» Data for analysis:
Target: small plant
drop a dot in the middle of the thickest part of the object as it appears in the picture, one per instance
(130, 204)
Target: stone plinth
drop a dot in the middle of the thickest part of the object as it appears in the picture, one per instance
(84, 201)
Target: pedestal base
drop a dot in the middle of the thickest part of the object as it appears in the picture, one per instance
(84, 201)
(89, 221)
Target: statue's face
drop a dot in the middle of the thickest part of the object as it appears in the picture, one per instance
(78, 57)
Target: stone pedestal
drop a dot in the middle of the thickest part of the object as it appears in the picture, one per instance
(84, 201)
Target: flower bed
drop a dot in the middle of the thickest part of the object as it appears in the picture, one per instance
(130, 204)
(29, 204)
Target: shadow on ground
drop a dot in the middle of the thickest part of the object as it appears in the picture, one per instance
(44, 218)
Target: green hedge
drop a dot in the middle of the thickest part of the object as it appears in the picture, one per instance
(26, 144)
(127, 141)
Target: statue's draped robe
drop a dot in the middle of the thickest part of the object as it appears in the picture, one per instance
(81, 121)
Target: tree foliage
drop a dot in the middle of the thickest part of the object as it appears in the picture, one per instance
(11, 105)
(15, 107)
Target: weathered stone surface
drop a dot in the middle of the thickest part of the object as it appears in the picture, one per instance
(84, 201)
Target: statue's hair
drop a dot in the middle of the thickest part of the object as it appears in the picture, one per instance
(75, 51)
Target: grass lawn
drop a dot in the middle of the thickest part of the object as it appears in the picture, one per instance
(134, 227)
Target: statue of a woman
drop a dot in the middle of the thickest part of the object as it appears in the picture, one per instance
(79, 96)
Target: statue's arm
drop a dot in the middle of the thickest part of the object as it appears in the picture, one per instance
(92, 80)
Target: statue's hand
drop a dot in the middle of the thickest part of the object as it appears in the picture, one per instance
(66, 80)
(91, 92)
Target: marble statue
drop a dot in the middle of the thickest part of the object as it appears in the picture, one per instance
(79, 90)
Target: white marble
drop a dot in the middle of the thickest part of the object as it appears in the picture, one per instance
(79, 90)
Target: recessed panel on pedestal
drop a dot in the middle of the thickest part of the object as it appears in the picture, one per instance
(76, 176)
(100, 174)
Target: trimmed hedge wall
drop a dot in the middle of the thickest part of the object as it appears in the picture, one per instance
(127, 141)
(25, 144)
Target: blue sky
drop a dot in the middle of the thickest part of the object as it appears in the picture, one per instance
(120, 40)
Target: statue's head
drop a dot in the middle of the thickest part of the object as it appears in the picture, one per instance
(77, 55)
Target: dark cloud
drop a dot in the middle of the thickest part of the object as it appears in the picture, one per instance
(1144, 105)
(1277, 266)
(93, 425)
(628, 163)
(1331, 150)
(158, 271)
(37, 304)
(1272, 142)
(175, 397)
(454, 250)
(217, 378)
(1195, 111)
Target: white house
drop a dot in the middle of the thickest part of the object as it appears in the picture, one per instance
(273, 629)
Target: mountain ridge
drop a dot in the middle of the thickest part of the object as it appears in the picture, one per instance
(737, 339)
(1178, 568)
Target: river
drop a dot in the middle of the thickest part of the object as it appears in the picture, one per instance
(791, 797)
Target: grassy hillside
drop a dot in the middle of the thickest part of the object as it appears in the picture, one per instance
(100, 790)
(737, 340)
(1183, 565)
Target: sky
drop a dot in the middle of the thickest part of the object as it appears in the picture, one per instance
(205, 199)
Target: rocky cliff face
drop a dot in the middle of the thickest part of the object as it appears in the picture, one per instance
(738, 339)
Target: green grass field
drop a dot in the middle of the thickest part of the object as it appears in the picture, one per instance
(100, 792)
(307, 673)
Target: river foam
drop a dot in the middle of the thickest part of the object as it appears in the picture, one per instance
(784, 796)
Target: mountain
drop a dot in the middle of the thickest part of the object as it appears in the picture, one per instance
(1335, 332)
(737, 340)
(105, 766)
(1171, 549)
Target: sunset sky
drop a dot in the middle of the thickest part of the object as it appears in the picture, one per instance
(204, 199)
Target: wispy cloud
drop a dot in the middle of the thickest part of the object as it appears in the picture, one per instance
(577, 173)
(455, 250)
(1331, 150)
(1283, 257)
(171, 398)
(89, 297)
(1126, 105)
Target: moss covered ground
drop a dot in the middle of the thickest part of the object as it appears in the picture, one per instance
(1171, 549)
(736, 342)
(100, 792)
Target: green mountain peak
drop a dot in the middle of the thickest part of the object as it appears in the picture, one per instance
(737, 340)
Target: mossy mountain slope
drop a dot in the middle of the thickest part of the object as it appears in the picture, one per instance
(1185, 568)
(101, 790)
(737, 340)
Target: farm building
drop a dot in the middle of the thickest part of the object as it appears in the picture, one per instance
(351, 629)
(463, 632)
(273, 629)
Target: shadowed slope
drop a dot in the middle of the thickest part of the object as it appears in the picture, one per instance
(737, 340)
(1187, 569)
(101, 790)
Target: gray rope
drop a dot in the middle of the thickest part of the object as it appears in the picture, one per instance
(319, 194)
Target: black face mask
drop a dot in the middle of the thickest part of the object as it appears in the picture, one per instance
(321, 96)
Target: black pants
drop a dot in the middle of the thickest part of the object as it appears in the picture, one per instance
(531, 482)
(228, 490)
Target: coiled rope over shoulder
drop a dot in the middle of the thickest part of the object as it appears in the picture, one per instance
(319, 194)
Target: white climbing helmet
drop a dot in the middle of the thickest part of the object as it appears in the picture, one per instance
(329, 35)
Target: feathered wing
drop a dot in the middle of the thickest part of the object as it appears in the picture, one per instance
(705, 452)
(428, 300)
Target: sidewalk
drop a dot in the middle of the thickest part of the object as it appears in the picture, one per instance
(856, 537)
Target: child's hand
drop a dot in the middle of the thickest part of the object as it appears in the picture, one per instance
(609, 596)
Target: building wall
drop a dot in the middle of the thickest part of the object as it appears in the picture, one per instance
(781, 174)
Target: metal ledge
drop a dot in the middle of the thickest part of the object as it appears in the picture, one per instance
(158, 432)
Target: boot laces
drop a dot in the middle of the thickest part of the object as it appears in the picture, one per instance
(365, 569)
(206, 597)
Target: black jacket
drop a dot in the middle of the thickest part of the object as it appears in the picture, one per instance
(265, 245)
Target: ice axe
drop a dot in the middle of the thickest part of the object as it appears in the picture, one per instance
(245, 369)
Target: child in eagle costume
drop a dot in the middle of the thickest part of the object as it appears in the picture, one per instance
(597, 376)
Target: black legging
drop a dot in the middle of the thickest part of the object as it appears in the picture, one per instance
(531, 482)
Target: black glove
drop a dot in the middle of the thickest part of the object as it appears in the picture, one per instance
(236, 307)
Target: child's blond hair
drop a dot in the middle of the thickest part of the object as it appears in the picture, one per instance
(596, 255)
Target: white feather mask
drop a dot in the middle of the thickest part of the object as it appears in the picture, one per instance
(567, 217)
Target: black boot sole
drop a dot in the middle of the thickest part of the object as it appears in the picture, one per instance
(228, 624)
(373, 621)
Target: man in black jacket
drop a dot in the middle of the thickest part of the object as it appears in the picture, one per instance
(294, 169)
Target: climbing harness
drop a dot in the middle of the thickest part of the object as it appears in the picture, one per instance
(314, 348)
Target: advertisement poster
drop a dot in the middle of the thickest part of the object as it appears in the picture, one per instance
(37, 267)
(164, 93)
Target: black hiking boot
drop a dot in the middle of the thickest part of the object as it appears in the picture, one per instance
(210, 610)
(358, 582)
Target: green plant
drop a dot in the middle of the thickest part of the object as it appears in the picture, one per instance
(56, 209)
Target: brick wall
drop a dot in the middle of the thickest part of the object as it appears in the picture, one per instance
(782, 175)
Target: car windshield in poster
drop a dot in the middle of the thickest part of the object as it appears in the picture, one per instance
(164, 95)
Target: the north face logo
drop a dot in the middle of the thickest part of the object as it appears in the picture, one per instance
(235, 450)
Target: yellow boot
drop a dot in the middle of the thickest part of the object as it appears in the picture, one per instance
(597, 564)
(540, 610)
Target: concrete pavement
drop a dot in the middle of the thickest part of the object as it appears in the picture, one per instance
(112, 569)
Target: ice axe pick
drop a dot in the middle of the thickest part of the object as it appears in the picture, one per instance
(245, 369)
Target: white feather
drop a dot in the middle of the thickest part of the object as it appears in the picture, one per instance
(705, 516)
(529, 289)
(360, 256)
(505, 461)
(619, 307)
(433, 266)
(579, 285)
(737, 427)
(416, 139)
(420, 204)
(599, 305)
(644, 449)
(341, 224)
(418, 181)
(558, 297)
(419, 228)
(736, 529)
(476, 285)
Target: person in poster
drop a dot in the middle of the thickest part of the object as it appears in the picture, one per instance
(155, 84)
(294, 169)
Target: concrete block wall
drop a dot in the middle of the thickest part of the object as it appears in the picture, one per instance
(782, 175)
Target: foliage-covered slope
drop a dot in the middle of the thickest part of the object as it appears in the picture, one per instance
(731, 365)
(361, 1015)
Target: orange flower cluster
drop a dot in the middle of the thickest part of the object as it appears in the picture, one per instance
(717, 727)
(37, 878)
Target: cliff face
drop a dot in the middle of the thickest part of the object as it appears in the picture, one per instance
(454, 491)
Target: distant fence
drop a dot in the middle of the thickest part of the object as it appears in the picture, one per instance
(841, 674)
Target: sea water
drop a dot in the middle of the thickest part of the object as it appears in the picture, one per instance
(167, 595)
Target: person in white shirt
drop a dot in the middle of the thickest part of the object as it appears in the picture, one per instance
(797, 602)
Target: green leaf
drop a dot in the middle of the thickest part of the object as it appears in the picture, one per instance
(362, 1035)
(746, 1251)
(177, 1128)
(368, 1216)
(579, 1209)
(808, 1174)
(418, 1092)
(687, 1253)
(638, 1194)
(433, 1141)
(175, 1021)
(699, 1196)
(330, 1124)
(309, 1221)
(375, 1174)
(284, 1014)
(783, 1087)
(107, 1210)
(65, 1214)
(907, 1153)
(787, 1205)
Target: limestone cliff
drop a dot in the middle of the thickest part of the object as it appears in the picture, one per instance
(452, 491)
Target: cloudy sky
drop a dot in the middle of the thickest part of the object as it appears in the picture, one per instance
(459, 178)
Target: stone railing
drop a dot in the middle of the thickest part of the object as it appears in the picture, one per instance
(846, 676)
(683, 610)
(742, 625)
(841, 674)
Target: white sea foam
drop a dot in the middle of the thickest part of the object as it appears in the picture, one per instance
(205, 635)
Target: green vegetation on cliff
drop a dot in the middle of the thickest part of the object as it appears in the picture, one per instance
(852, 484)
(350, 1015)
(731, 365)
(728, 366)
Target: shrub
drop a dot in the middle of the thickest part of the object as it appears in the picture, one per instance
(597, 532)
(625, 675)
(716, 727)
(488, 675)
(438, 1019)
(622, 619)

» Task item:
Each line above that contains the string "pedestal" should be identified and copied.

» Answer section:
Target: pedestal base
Target: stone pedestal
Target: recessed panel on pedestal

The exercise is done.